Source material:
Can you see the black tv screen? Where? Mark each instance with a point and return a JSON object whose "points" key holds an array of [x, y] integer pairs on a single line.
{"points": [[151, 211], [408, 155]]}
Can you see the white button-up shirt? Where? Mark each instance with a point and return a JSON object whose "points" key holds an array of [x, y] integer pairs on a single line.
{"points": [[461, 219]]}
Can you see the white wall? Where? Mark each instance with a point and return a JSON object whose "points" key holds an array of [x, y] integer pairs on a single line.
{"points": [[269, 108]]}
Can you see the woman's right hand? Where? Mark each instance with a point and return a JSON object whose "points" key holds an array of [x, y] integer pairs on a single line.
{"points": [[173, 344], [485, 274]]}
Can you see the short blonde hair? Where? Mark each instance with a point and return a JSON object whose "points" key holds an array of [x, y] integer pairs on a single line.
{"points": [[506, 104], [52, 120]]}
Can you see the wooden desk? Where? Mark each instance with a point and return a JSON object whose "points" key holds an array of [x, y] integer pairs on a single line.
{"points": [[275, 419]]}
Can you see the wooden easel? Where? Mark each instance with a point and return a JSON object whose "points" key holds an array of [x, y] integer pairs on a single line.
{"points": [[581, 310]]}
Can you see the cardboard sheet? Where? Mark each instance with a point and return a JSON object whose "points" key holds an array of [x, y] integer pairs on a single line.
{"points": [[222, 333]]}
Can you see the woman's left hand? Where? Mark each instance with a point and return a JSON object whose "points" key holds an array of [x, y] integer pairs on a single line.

Task details:
Transcribe every entry word for word.

Solution to this task:
Can you see the black tv screen? Where? Mark each instance with a point and return a JSON object whose "points" key holds an array of [x, y] integer pairs on a single line.
{"points": [[151, 211], [408, 155]]}
Can you see the white button-up shirt? Where? Mark each instance with a point and return a JSON object whose "points" key holds an array of [x, y] integer pairs on a single line.
{"points": [[461, 219]]}
Can you see the white wall? Where? Mark each instance with a point and return a JSON object whose "points" key holds an array of [x, y] integer pairs on a single line.
{"points": [[269, 108]]}
Can you see the woman's right hand? Where? Mark each instance with a point and return a JSON object whose "points" key holds an array of [x, y] integer pairs on a single line.
{"points": [[173, 344], [485, 274]]}
Can you see the short blonde hair? Where? Mark each instance with a point and return a JSON object whose "points" key holds an array of [x, y] integer pairs on a single line.
{"points": [[506, 104], [52, 120]]}
Can you see the wooden desk? Where? Mark each instance with a point and return a JSON object whose "points" key holds an array of [x, y] integer pairs on a single line.
{"points": [[275, 419]]}
Can you see the wooden easel? Where? Mark each instance with a point and return a JSON object whose "points" key holds an array of [x, y] integer pairs on a single line.
{"points": [[581, 310]]}
Can you see the cardboard sheet? Where? Mark each instance with a point and return a JSON object whose "points" key holds an array of [x, y] integer pairs on a single line.
{"points": [[222, 333]]}
Can you see the woman's left hand? Where? Mark each instance with a point and return a JSON object whose "points" key holds an array of [x, y] integer pairs on a single line.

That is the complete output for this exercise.